Reproduce each line exactly, including spacing and punctuation.

(Data items)
--------

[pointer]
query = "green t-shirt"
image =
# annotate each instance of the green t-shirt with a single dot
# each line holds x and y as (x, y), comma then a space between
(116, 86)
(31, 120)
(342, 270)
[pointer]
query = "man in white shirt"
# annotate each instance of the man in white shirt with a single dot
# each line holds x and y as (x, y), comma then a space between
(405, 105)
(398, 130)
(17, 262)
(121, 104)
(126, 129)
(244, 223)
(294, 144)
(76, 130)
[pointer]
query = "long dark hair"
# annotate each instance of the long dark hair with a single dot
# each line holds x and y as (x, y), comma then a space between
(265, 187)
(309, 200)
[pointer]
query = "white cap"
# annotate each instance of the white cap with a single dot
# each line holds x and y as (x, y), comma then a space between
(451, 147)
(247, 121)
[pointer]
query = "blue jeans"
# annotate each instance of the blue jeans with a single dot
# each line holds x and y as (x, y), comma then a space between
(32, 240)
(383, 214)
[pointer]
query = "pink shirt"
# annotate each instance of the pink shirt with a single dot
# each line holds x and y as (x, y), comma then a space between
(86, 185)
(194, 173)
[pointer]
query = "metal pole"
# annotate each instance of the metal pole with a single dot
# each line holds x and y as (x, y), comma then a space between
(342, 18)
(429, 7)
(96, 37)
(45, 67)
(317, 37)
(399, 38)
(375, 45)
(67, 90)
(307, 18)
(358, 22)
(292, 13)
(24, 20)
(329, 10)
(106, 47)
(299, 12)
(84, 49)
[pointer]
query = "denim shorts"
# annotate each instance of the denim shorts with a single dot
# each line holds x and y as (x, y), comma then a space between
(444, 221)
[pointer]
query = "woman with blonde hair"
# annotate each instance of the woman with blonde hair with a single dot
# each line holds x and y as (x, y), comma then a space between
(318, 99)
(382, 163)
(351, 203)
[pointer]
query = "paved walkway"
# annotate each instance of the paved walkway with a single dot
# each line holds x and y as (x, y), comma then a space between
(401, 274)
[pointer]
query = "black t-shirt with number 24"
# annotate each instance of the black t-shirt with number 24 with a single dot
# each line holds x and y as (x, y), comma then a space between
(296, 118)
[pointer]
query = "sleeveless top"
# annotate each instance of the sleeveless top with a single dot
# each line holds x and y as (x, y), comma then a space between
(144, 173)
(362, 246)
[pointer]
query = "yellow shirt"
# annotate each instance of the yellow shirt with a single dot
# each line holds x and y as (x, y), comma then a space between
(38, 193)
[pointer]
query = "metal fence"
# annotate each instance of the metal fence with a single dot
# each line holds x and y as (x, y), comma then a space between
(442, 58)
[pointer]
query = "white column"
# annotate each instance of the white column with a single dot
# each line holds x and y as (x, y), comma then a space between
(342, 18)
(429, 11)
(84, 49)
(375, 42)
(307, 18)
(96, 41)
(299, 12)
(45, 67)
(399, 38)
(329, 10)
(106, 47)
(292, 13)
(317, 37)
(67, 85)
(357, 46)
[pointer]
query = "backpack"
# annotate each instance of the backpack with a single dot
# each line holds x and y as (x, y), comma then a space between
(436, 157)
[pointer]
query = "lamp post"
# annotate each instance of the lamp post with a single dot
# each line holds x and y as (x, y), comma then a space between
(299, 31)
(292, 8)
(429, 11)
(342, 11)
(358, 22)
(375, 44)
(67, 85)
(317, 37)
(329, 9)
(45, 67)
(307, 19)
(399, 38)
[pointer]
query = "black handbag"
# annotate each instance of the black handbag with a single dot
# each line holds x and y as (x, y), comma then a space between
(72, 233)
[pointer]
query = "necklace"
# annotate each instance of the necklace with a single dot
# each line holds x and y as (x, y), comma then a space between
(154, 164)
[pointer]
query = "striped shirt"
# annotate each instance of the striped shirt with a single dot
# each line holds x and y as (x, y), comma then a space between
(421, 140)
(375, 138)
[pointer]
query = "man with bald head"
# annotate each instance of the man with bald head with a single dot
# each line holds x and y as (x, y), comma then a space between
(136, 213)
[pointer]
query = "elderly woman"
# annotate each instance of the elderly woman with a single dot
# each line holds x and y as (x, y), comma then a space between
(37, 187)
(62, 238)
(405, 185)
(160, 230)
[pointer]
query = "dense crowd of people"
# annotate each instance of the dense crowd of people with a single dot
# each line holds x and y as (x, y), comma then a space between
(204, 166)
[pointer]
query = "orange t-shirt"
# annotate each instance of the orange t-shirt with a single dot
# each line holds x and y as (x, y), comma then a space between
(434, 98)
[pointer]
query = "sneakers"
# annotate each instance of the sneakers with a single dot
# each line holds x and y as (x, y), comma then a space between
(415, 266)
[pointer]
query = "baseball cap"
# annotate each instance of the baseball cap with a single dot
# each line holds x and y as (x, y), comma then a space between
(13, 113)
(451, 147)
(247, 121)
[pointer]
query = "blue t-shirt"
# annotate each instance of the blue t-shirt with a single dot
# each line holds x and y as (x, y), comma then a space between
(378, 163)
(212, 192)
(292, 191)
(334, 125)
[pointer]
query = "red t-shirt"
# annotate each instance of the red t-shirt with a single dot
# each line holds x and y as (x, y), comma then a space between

--------

#### [The reply]
[pointer]
query = "green t-shirt"
image =
# annotate each instance of the green t-shirt with a single dot
# each line holds x and y as (x, y), comma then a space between
(116, 86)
(31, 120)
(342, 270)
[pointer]
query = "man in white shirt"
# annotate each instance of the man in white shirt with a single dot
# each line holds x and y as (x, y), comma then a space between
(405, 105)
(398, 130)
(17, 262)
(121, 104)
(126, 129)
(244, 223)
(294, 144)
(76, 130)
[pointer]
query = "long dark hair"
# annotate each instance of the long dark hair with a single dot
# each line holds x and y as (x, y), comma then a space between
(265, 187)
(309, 200)
[pointer]
query = "white cap"
# annotate each instance of the white cap with a single dot
# each line holds x and y as (x, y), comma then a space between
(451, 147)
(247, 121)
[pointer]
query = "blue jeans"
# annotate each instance of the blue jeans with a single dot
# each line holds x and y as (x, y), comma then a space between
(32, 240)
(383, 214)
[pointer]
query = "pink shirt"
# annotate each instance of the pink shirt with a single dot
# each line holds x and y as (x, y), comma then a space between
(86, 185)
(194, 173)
[pointer]
query = "metal pole"
# annotate each instance of the metal pole with a single dot
# each line holds x and y as (x, y), comma then a space between
(342, 18)
(429, 7)
(96, 37)
(45, 67)
(317, 37)
(399, 38)
(375, 45)
(67, 90)
(307, 18)
(358, 22)
(292, 13)
(24, 20)
(329, 10)
(106, 47)
(299, 12)
(84, 49)
[pointer]
query = "denim shorts"
# annotate each instance of the denim shorts with a single dot
# each line holds x and y as (x, y), comma then a space between
(444, 221)
[pointer]
query = "woman with blonde hair"
# annotate each instance of the woman with blonde hair with a single dot
# each line holds x and y as (x, y), comma then a space between
(318, 99)
(382, 163)
(351, 203)
[pointer]
query = "paved walkway"
# annotate each instance of the paved walkway with a single dot
# each line holds x and y as (x, y), comma then a space between
(401, 274)
[pointer]
query = "black t-shirt with number 24"
# annotate each instance of the black t-shirt with number 24 with a single dot
# each line holds x and y as (x, y), comma then a space between
(296, 118)
[pointer]
query = "sleeveless top"
# annotate each instance of the sleeveless top with a single dot
# each line holds x and y as (x, y), comma then a space between
(144, 173)
(362, 246)
[pointer]
query = "yellow shirt"
# annotate each instance of the yellow shirt with a single dot
# each line holds x and y as (x, y), comma then a space between
(38, 193)
[pointer]
query = "metal fence"
# annotate each instance of the metal fence with a single dot
# each line holds x and y as (x, y), comma then a space between
(442, 58)
[pointer]
query = "white column"
# annotate each instance of the white column with a single dot
# each line holds x and y as (x, y), comma then a space between
(342, 18)
(429, 11)
(84, 49)
(375, 42)
(307, 18)
(96, 41)
(299, 12)
(45, 67)
(399, 38)
(329, 10)
(106, 47)
(292, 13)
(317, 37)
(67, 85)
(357, 46)
[pointer]
query = "backpack"
# annotate each instance of the backpack with a single dot
# each line holds x and y as (x, y), comma then a space between
(436, 157)
[pointer]
query = "lamp post"
# annotate each instance of the lamp post with a single dot
# each line holds x and y as (x, y), comma then a space between
(299, 31)
(292, 8)
(429, 11)
(342, 11)
(358, 22)
(375, 44)
(67, 85)
(317, 37)
(329, 9)
(45, 67)
(307, 19)
(399, 38)
[pointer]
query = "black handbag"
# annotate each instance of the black handbag with a single dot
# each line holds x and y as (x, y), comma then a space between
(72, 233)
[pointer]
query = "necklace"
# annotate each instance of the necklace with a single dot
# each line holds x and y as (x, y), comma then a space between
(154, 164)
[pointer]
query = "striped shirt"
# annotate each instance of the striped shirt with a single dot
# each line holds x and y as (x, y), comma then a space between
(421, 140)
(375, 138)
[pointer]
query = "man with bald head"
# annotate each instance of the man with bald head with a single dot
# each line holds x and y as (x, y), comma then a space between
(136, 213)
[pointer]
query = "elderly woman"
# annotate each instance of the elderly woman with a single dot
# each line holds x and y as (x, y), comma then a space between
(37, 187)
(62, 238)
(405, 185)
(160, 230)
[pointer]
query = "dense crowd of people"
# annotate each instance of the dense crowd of people with a single dot
# each line holds x and y as (x, y), comma then a space between
(204, 166)
[pointer]
query = "orange t-shirt"
# annotate each instance of the orange t-shirt with a single dot
# each line holds x and y as (x, y), comma then a space between
(434, 98)
[pointer]
query = "sneakers"
# annotate each instance of the sneakers with a single dot
# each line holds x and y as (x, y), comma then a space between
(415, 266)
[pointer]
query = "baseball cap"
# annotate each instance of the baseball cap with a single dot
# each line holds x and y as (x, y), comma then a space between
(13, 113)
(451, 147)
(247, 121)
[pointer]
query = "blue t-shirt"
# annotate each instance of the blue t-shirt with a single dot
# each line holds x and y as (x, y), comma then a space between
(378, 163)
(212, 192)
(292, 191)
(334, 125)
[pointer]
query = "red t-shirt"
# annotate each instance of the red t-shirt with a single dot
# each line holds x and y as (x, y), comma then a space between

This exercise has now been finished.